§ **Texto apresentado**:
Bem, passemos ás imagem de registo de mais uma horas bem passadas. :Coradoeolhos:  

Aqui poderemos ver o respectivo farol e zona da colecta.



Como poderemos ver, bem-dispostas. Ou apreciando o nosso desempenho no enchimento do vasilhame ou pondo a conversa em dia.  :yb624:   :Coradoeolhos:  



Aspecto geral... :yb665:  


Bem, esta foto não é bem o que parece.  :yb624:   :yb624:  É que o nosso amigo João Castelo, tinha acabado de ver um polvo e vai disto, ia lhe dando uma chapada  :SbRequin2:   :EEK!:  (método de captura, utilizada pelo nosso amigo João :Coradoeolhos: ), prontamente eu e o Paulo travamos o ímpeto de tal agressividade.  :JmdALEnvers:   :SbSalut:  



Para finalizar, esta foto fala por si (há vícios que nunca se perdem  :yb624: ), e de louvar a preciosa ajuda de estar a segurar a parede para que o vício seja mais agradável.  :Coradoeolhos:   :SbSmileyBisous:   :JmdALEnvers:   :yb624:

----------


## Marcos Cavaleiro

> Boas,  
> 
> 
> Aqui as nossas esposas recolhidas do frio dentro doa carros , qua ainda nao sao malucas ao ponto de tarem a gelar para apanhar agua 
> 
> 
> 
> Aqui pois é alves a vicios que nao se perdem mesmo


Hoje com muita pena nossa o nosso companheiro joao castelo nao foi ao petisco ou sera que ficou com medo do ultimo :Admirado:   :Admirado:

----------


## Paulo J. Simões

Boas pessoal :Olá:  

Pois é mais um dia de recolha do precioso liquido  :Pracima:  desta vez diferente de todas as outras todos ou quase todos com as marias :SbSourire:   :SbSourire:   pois é verdade grande Alves tivemos mesmo que agarrar o nosso amigo castelo porque ele já não pode ver um polvo que quer logo dar umas palmadas ops chapadas  :yb624:   :yb624:   :yb624:  isso já não é defeito é feitio  :SbSourire2:  claro como não poderia faltar lá temos o nosso amigo marcos a segurar na mangueira alias eu acho que se ele falta um dia de serviço o fumaças já nem quer trabalhar  :yb624:   :yb624:   :yb624:   :yb624:  mas o que importa mesmo é o convívio que é sempre muito agradável  :SbOk:  


abraços a todos

----------


## João Castelo

Esta colecta , ou pelo menos as suas memórias, tem uma particularidade em relação às outras.

§ **Registos de dados**:
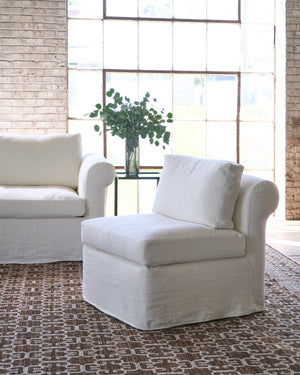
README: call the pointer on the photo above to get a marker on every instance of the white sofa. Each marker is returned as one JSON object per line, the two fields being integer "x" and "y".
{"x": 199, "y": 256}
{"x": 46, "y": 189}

...

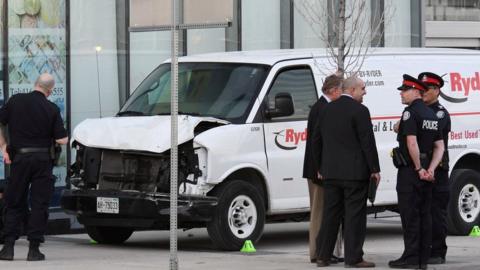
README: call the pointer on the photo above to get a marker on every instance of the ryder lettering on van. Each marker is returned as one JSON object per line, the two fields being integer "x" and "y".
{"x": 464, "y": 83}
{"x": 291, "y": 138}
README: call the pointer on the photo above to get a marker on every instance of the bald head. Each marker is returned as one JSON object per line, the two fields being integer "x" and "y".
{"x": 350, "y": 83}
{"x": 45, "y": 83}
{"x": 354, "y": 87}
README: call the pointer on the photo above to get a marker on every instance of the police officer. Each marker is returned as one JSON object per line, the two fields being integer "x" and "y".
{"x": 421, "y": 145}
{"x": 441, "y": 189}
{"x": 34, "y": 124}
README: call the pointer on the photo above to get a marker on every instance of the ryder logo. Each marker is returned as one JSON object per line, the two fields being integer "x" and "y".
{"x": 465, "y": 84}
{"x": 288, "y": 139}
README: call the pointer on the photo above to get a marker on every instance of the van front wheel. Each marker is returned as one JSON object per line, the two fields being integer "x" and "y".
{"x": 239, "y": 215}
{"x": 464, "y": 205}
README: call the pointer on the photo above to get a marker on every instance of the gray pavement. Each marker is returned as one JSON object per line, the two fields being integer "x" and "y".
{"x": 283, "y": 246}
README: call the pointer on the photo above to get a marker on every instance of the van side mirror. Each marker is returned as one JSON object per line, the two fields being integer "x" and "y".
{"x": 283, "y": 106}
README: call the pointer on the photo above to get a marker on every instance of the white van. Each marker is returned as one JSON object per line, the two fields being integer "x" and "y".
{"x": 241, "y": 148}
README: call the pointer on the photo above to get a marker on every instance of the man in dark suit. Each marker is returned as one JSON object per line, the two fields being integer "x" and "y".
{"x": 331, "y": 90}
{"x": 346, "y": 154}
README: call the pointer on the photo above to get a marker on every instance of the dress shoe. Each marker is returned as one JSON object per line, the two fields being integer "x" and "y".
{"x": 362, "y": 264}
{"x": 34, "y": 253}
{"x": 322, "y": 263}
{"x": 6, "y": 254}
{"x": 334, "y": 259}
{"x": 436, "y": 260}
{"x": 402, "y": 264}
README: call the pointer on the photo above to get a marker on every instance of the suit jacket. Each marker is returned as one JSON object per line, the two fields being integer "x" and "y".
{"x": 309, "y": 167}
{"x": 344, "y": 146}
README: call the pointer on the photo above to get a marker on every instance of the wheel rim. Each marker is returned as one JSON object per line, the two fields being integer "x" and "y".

§ **Desafio 1**: De acordo com a mensagem de Paulo J. Simões no texto apresentado, quem está a segurar a mangueira?
§ **Desafio 2**: Reescreva em forma de lista o parágrafo do texto apresentado que começa por "Pois é mais um dia de recolha", conservando os factos principais.
§ **Desafio 3**: Imprima, sem qualquer alteração, todo o trecho do texto apresentado desde "Pois é mais" até "relação às outras.".

§ **Resposta escrita 1**: O amigo Marcos.

§ **Resposta escrita 2**:
- Foi mais um dia de recolha do precioso líquido.
- Desta vez foi diferente das outras: todos, ou quase todos, estavam com as esposas.
- Tiveram de agarrar o amigo Castelo, que, ao ver um polvo, quer logo dar-lhe chapadas.
- O amigo Marcos estava, como sempre, a segurar a mangueira; se ele faltar um dia, o "fumaças" já nem quer trabalhar.
- O que mais importa é o convívio, que é sempre muito agradável.

§ **Resposta escrita 3**:
Pois é mais um dia de recolha do precioso liquido  :Pracima:  desta vez diferente de todas as outras todos ou quase todos com as marias :SbSourire:   :SbSourire:   pois é verdade grande Alves tivemos mesmo que agarrar o nosso amigo castelo porque ele já não pode ver um polvo que quer logo dar umas palmadas ops chapadas  :yb624:   :yb624:   :yb624:  isso já não é defeito é feitio  :SbSourire2:  claro como não poderia faltar lá temos o nosso amigo marcos a segurar na mangueira alias eu acho que se ele falta um dia de serviço o fumaças já nem quer trabalhar  :yb624:   :yb624:   :yb624:   :yb624:  mas o que importa mesmo é o convívio que é sempre muito agradável  :SbOk:  


abraços a todos

----------


## João Castelo

Esta colecta , ou pelo menos as suas memórias, tem uma particularidade em relação às outras.